* _Brief_:
Update the lines below so that every "deepest inside" becomes "most central within", keeping everything else the same.
Start of Provided entries
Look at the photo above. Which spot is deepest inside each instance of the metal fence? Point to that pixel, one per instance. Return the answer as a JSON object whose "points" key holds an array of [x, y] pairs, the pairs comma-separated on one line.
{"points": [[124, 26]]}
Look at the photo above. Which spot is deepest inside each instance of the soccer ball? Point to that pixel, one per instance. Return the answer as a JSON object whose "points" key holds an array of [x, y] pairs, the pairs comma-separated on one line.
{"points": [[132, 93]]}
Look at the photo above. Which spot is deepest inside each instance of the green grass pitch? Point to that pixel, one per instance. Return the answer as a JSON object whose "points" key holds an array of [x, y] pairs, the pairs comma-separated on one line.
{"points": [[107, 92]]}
End of Provided entries
* _Answer to this task_:
Look at the photo above. Which spot is most central within each instance of the metal fence? Point to that pixel, one per instance. Return the answer as a JSON object whose "points" key holds an array of [x, y] pairs, the pairs comma-separated on one line.
{"points": [[124, 26]]}
Look at the photo above. Which spot is most central within each instance of the soccer ball? Point to that pixel, one per instance. Return the answer as a JSON object whose "points" key holds an array of [x, y] pairs, the pairs comma-separated on one line.
{"points": [[132, 93]]}
Look at the photo above. Which spot is most central within each instance of the green grass pitch? Point to that pixel, one per instance. Return the answer as a JSON object whose "points" key holds an array of [x, y] pairs, the pairs comma-separated on one line.
{"points": [[107, 92]]}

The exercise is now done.